# Lighting question



## Trout (Mar 16, 2011)

I got a "full-spectrum" florescent bulb... Will it help my plants grow? (I mostly got it so it wouldn't cause the tank to heat up except by the heater, but I'm just wondering about the plant aspect)


----------



## TheOldSalt (Jan 28, 2005)

yes, that's what full spectrum bulbs are made for, with the bonus of looking white instead of blue


----------



## Trout (Mar 16, 2011)

Cool, Thanks... Uhm another quick question... I don't know why, but all of a sudden, something seems to be digging up my bulbs. One of them has enough of a root system that it's still floating JUST above the gravel, but the other one is floating at the top. The aponogeton bulbs have all sunk, though. They just need their roots now.

You think maybe it was the Corys?


----------



## emc7 (Jul 23, 2005)

**Supplied entries**
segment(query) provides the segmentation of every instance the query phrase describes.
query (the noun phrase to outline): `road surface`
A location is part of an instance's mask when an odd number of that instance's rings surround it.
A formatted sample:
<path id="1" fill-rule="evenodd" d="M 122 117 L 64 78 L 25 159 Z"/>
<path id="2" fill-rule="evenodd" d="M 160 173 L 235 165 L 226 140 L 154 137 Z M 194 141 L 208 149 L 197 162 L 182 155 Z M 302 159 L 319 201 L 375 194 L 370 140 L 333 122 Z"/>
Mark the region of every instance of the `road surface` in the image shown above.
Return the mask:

**Exercise brief**
Carry on the forum thread about aquarium lighting and plants from the last line shown above.

**Result of the task**
fish do dig up plants. But are you sure the bulbs are ok? Sometimes bulbs will just rot in the water instead of sprouting and when they do, the decay gases can make them float. Squeeze and sniff and look for white fuzzy. Fungus grows on anything dead.


----------



## Trout (Mar 16, 2011)

There was once an aponogeton bulb I had that was growing white fuzzys... I thought it might be dead but it stayed on the bottom, And I let it stay to see what would happen. Like a month after the other 2 bulbs had sprouted, it actually grew leaves. Now, it's the best plant of the 3! So, we shall see. If this one doesn't sprout before I leave, I'll just get a new bulb.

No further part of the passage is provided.